━━ Provided material ━━

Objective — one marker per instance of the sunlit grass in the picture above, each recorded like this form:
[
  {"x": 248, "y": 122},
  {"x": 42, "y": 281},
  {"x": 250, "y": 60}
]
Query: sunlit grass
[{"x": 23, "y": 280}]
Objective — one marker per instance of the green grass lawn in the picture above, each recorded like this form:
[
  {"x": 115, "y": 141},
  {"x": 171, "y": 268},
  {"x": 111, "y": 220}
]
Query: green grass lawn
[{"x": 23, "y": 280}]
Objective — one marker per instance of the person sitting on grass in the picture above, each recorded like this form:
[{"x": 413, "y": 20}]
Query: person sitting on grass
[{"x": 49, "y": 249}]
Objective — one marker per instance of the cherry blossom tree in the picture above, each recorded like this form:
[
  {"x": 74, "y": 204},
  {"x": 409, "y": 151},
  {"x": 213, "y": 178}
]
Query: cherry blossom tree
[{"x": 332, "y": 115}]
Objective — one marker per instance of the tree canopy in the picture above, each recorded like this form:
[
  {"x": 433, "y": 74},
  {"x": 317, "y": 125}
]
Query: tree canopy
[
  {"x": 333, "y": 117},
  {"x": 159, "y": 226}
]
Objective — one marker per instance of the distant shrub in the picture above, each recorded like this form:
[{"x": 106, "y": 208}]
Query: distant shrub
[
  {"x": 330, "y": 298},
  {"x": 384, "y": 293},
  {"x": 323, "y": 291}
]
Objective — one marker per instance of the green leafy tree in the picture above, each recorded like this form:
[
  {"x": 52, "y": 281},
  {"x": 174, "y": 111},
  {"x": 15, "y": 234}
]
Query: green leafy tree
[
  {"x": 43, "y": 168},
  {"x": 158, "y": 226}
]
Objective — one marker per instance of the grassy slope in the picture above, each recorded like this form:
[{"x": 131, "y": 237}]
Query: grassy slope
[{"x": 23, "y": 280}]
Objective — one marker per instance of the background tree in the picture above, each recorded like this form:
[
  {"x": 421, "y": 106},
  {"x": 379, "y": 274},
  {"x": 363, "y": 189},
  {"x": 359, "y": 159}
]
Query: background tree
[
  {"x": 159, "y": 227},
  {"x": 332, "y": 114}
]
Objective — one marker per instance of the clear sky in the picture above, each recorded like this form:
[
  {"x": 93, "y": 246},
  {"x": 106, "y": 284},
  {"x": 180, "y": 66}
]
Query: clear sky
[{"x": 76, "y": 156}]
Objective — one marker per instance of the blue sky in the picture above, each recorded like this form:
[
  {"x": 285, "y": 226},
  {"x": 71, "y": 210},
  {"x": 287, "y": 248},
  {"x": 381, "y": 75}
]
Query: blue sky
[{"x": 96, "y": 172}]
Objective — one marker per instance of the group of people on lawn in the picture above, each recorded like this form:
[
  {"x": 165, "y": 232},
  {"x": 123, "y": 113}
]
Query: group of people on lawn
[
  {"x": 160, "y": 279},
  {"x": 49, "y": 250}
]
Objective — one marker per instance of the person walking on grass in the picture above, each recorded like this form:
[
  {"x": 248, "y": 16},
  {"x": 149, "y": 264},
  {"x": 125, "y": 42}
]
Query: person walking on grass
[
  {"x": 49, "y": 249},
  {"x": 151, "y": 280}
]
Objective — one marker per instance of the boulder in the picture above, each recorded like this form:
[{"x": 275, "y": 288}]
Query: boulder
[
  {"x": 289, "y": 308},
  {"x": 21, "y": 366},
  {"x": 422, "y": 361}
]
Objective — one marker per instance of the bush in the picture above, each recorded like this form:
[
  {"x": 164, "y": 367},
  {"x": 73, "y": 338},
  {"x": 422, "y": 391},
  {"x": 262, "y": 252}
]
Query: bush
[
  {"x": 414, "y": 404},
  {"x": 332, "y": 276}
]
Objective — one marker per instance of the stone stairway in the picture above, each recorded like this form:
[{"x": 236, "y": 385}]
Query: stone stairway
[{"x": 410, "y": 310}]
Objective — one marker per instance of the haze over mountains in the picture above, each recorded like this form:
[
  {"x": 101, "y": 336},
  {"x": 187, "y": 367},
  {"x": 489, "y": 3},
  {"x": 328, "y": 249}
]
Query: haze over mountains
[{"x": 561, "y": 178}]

━━━

- **Task to carry out**
Would you be able to transcribe every line of the data exactly?

- **Your solution**
Objective — one marker per instance of the sunlit grass in the picture above, each recorded like this form:
[
  {"x": 248, "y": 122},
  {"x": 42, "y": 281},
  {"x": 250, "y": 60}
]
Query: sunlit grass
[{"x": 23, "y": 280}]
Objective — one marker per instance of the green grass lawn in the picture above, each recorded like this form:
[
  {"x": 115, "y": 141},
  {"x": 171, "y": 268},
  {"x": 111, "y": 220}
]
Query: green grass lawn
[{"x": 23, "y": 280}]
Objective — one marker per instance of the person sitting on grass in the picture above, each recorded like this form:
[{"x": 413, "y": 20}]
Query: person sitting on grass
[{"x": 49, "y": 249}]
Objective — one marker per instance of the cherry blossom tree in the picture above, each recorded like this form:
[
  {"x": 74, "y": 204},
  {"x": 409, "y": 151},
  {"x": 213, "y": 178}
]
Query: cherry blossom tree
[{"x": 332, "y": 115}]
Objective — one marker per instance of the tree canopy in the picture above, each recorded like this form:
[
  {"x": 433, "y": 74},
  {"x": 317, "y": 125}
]
Query: tree canopy
[
  {"x": 333, "y": 117},
  {"x": 159, "y": 226}
]
Objective — one marker per instance of the distant shrub in the picture above, each recorded like this form:
[{"x": 106, "y": 208}]
Query: distant shrub
[
  {"x": 330, "y": 298},
  {"x": 384, "y": 293},
  {"x": 323, "y": 291}
]
Objective — one marker per instance of the green leafy tree in the picture above, each recorded like this form:
[
  {"x": 52, "y": 281},
  {"x": 174, "y": 111},
  {"x": 15, "y": 234}
]
Query: green leafy tree
[
  {"x": 43, "y": 168},
  {"x": 158, "y": 226}
]
Objective — one marker per instance of the grassy slope in the picture above, each recorded like this form:
[{"x": 131, "y": 237}]
Query: grassy slope
[{"x": 23, "y": 280}]
Objective — one marker per instance of the background tree in the picture above, each recorded like this form:
[
  {"x": 421, "y": 106},
  {"x": 379, "y": 274},
  {"x": 363, "y": 189},
  {"x": 359, "y": 159}
]
Query: background tree
[
  {"x": 159, "y": 227},
  {"x": 332, "y": 114}
]
Objective — one marker per instance of the clear sky in the picture above, each recorded like this form:
[
  {"x": 93, "y": 246},
  {"x": 106, "y": 284},
  {"x": 180, "y": 66}
]
Query: clear sky
[{"x": 76, "y": 156}]
Objective — one marker per instance of the blue sky in the picture above, each recorded like this form:
[
  {"x": 285, "y": 226},
  {"x": 71, "y": 210},
  {"x": 287, "y": 248},
  {"x": 381, "y": 75}
]
Query: blue sky
[{"x": 96, "y": 172}]
Objective — one marker per instance of the group of people on lawn in the picture above, each recorded like this form:
[
  {"x": 165, "y": 232},
  {"x": 123, "y": 113}
]
Query: group of people on lawn
[
  {"x": 160, "y": 279},
  {"x": 49, "y": 250}
]
Objective — one marker per instance of the person walking on grass in the picture above, each recorded like this form:
[
  {"x": 248, "y": 16},
  {"x": 149, "y": 264},
  {"x": 125, "y": 42}
]
Query: person walking on grass
[
  {"x": 49, "y": 249},
  {"x": 151, "y": 280}
]
Objective — one marker per instance of the boulder in the picture above, each recorded like this form:
[{"x": 275, "y": 288}]
Query: boulder
[
  {"x": 289, "y": 308},
  {"x": 21, "y": 366},
  {"x": 422, "y": 361}
]
Objective — one marker per instance of the bush in the picture above, each recorded like this form:
[
  {"x": 164, "y": 367},
  {"x": 73, "y": 338},
  {"x": 422, "y": 391},
  {"x": 262, "y": 252}
]
Query: bush
[
  {"x": 414, "y": 404},
  {"x": 332, "y": 276}
]
Objective — one marker per instance of the stone stairway in the picture above, each recorded like this form:
[{"x": 236, "y": 385}]
Query: stone stairway
[{"x": 410, "y": 310}]
Objective — one marker per instance of the haze over mountains in the picture above, each recorded like this form:
[
  {"x": 101, "y": 336},
  {"x": 187, "y": 367},
  {"x": 489, "y": 3},
  {"x": 328, "y": 249}
]
Query: haze over mountains
[{"x": 561, "y": 178}]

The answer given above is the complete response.